What you need to do. Reproduce word for word the passage of the text on Trump below that opens with the words "They got a thunderous" and closes with "the nation’s capital.".
#### Text
They got a thunderous vindication from the election of Trump, who lost to Hillary Clinton among blacks, Hispanics and Asian-Americans but carried the vote of the nation’s predominant race. Six months into his presidency, Atlantic writer Ta-Nehisi Coates notes, Trump’s approval rating was “underwater with every single demographic group. Every demographic group, that is, except one: people who identified as white.”

Race is not the only important key to feelings about Trump. His primitive attitude toward females worked to his advantage among some voters against Clinton. But it also helped to mobilize huge post-inauguration demonstrations on behalf of women’s rights — including half a million protesters in the nation’s capital.

Clinton’s shortcomings as a candidate blunted the historic appeal of her candidacy. But Trump’s appeal wore off faster among females.

Trump has been an unintended boon to the cause of sexual equality. Just as Obama stimulated anxiety among many whites, Trump has provoked disgust among many women. One reason is the indelible stain of his infamous “Access Hollywood” tape, in which he said: “I’m automatically attracted to beautiful — I just start kissing them. It’s like a magnet. Just kiss. I don’t even wait. And when you’re a star, they let you do it. You can do anything.”

In past campaigns, a revelation of that kind would have been fatal — particularly because a parade of women came forward to accuse Trump of doing exactly what he admitted. This was just one of many established limits that Trump punctured on his unlikely journey to the White House.
########
#### Supplied material
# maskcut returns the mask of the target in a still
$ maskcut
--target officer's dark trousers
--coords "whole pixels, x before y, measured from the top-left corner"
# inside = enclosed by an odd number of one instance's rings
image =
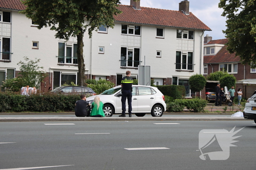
########
Complete output.
They got a thunderous vindication from the election of Trump, who lost to Hillary Clinton among blacks, Hispanics and Asian-Americans but carried the vote of the nation’s predominant race. Six months into his presidency, Atlantic writer Ta-Nehisi Coates notes, Trump’s approval rating was “underwater with every single demographic group. Every demographic group, that is, except one: people who identified as white.”

Race is not the only important key to feelings about Trump. His primitive attitude toward females worked to his advantage among some voters against Clinton. But it also helped to mobilize huge post-inauguration demonstrations on behalf of women’s rights — including half a million protesters in the nation’s capital.